= What the task asks =
Below is a listing; write it out exactly and drop any images from it.

BEGIN Extracted records

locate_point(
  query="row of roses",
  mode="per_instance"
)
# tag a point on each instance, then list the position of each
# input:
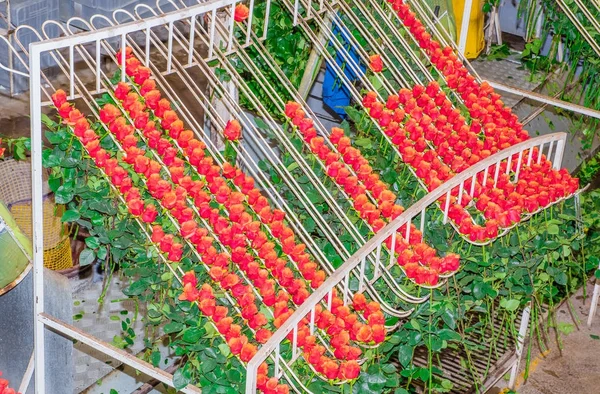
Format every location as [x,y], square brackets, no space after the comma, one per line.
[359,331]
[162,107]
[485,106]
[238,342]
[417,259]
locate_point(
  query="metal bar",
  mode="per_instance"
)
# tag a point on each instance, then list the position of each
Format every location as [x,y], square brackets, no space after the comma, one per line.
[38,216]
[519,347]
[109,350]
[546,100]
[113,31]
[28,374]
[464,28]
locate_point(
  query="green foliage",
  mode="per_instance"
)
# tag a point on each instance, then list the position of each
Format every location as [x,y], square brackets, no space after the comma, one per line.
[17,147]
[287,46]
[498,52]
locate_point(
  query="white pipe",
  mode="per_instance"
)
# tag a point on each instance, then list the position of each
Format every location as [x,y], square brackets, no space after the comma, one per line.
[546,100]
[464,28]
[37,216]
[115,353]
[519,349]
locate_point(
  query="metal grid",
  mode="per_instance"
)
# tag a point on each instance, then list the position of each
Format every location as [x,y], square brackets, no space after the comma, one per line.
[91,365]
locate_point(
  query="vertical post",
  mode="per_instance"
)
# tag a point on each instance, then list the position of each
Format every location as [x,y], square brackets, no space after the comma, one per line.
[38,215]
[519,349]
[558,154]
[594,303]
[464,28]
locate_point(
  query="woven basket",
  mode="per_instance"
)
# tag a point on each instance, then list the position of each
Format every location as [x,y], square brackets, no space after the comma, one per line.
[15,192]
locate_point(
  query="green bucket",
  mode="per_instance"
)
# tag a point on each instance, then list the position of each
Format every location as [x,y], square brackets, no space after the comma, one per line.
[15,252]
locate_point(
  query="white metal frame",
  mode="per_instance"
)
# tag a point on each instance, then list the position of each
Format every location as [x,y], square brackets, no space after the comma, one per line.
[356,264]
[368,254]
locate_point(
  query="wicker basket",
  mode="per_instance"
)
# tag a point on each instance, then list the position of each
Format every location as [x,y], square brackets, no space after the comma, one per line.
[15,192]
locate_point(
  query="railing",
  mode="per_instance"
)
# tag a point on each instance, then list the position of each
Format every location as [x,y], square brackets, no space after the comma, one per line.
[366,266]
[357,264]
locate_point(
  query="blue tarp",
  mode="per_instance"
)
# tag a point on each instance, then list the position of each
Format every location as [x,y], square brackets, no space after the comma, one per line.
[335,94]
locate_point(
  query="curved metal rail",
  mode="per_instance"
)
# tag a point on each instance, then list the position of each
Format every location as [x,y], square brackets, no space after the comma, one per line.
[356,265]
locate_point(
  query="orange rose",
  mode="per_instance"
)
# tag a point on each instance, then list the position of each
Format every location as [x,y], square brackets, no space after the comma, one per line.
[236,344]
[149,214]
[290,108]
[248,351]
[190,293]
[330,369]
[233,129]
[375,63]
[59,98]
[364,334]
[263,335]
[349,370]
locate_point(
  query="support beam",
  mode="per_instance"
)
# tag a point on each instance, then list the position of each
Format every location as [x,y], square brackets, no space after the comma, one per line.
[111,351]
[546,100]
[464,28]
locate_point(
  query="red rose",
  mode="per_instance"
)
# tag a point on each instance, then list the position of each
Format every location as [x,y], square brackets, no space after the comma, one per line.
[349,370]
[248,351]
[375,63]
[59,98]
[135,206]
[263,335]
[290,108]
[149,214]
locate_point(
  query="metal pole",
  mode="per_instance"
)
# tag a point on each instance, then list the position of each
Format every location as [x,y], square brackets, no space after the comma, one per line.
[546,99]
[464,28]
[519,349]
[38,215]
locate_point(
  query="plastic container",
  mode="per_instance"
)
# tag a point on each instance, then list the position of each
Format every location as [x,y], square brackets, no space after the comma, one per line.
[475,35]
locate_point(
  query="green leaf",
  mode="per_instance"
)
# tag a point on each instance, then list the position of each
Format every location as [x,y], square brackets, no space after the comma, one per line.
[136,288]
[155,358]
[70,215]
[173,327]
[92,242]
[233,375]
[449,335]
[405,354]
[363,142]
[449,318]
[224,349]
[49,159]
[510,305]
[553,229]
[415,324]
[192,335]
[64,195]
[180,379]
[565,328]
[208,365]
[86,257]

END Extracted records

= Solution to this exercise =
locate_point(
  query="row of roses",
  mode="per_instance"
)
# tag a point on each instance, then list the position of each
# input:
Format every location as [x,y], square brackets, no space after the comma, one per line.
[359,331]
[162,107]
[485,106]
[238,342]
[417,259]
locate_point(
  query="metal bar",
  mode="per_instance"
)
# tag a point on each instance, then list the position of each
Format every location as [x,y], square brackets, no space after the comma, one per line.
[38,216]
[519,347]
[109,350]
[546,100]
[113,31]
[28,374]
[464,28]
locate_point(
  query="green foliage",
  mode="per_instance"
)
# tag a point on each instance, then list the position of each
Format every location as [x,y], square brackets, no space after the comma, one per line.
[17,147]
[287,46]
[498,52]
locate_point(
  query="white pipe",
  mode="per_instance"
)
# tag a point on each instance, then list the position of each
Format every location as [x,y], square brackets, no space after the comma, one per line.
[546,100]
[464,28]
[37,216]
[115,353]
[519,349]
locate_point(
  query="metal grid",
  mode="per_instance"
)
# tag a point on each instance, then list the position of each
Format every location as [x,y], square brackets, no space after the comma, one per line.
[91,365]
locate_point(
  query="vertical post",
  mode="per_instance"
)
# tag a point on each instance, then list the position of each
Format every location as [x,y], square brackets, no space after the comma, one per line.
[38,215]
[519,349]
[558,154]
[594,303]
[464,28]
locate_point(
  query="woven basket",
  mode="per_instance"
)
# tag a point on each instance, then list the position of each
Format every location as [x,y], square brackets, no space after the comma, one per line.
[15,192]
locate_point(
  query="green bucket",
  mode="per_instance"
)
# tag a point on each instance, then list the position of each
Format every location as [x,y], square brackets, no space after the comma, one per line.
[15,252]
locate_point(
  query="white metal frame",
  mode="per_instance"
)
# tag a point on each instance, then list the position of each
Format every location as [x,y], square brackets, no space after the comma, one per line.
[356,264]
[368,254]
locate_point(
  query="wicker basket",
  mode="per_instance"
)
# tag a point on each instance, then list the position of each
Format every location as [x,y], square brackets, no space after the comma, one per line.
[15,192]
locate_point(
  query="railing",
  mode="per_instance"
)
# tag a point on each instance, then list the position of each
Format every location as [x,y], square brackets, no space after the comma, one per line.
[366,266]
[357,264]
locate_point(
  query="blue tarp",
  mode="per_instance"
)
# tag a point on each instance, then list the position of each
Format every location as [x,y], square brackets, no space after the comma, one per line.
[335,94]
locate_point(
  query="curved metal rail",
  mode="per_instance"
)
# tag a point on each instance, then list the position of each
Format every location as [x,y], square brackets, no space after the comma, one per line.
[356,265]
locate_point(
  query="orange rose",
  mode="per_instance"
)
# tag a point on each instance, then list the position of each
Format every location as [x,y], square brackets, no space after the comma, one per line.
[236,344]
[149,214]
[290,108]
[248,351]
[190,293]
[330,369]
[233,129]
[375,63]
[59,98]
[364,334]
[263,335]
[349,370]
locate_point(
  query="support beam",
  mode="per_instance"
)
# tag a point on each instance, then list the position of each
Format every location as [x,y], square brackets, no space after the comma, one per line.
[111,351]
[546,100]
[464,28]
locate_point(
  query="red rose",
  mode="per_instance"
)
# tag a point on each instance, then list the position of each
Format every location as [x,y], square brackets, no space after the comma, one per line.
[349,370]
[248,351]
[375,63]
[59,98]
[135,206]
[263,335]
[290,108]
[149,214]
locate_point(
  query="metal pole",
  mode="per_instance"
)
# tag a point on each instance, then list the position of each
Format every location as [x,y], square brackets, no space after the comma, one per line.
[546,99]
[464,28]
[519,349]
[38,215]
locate_point(
  query="plastic container",
  mode="per_instance"
)
# tag a point on each instance, then list the position of each
Format every location as [x,y], square brackets, no space after the comma, one per line.
[475,35]
locate_point(
  query="green leaf",
  mode="per_instance"
)
# tag a point on each instance, then list the position of each
Format every location as [x,y], square brackets, no space after the comma, one per line.
[136,288]
[155,358]
[70,215]
[173,327]
[92,242]
[233,375]
[449,335]
[405,354]
[363,142]
[449,318]
[224,349]
[49,159]
[510,305]
[553,229]
[415,324]
[192,335]
[64,195]
[180,379]
[565,328]
[208,365]
[86,257]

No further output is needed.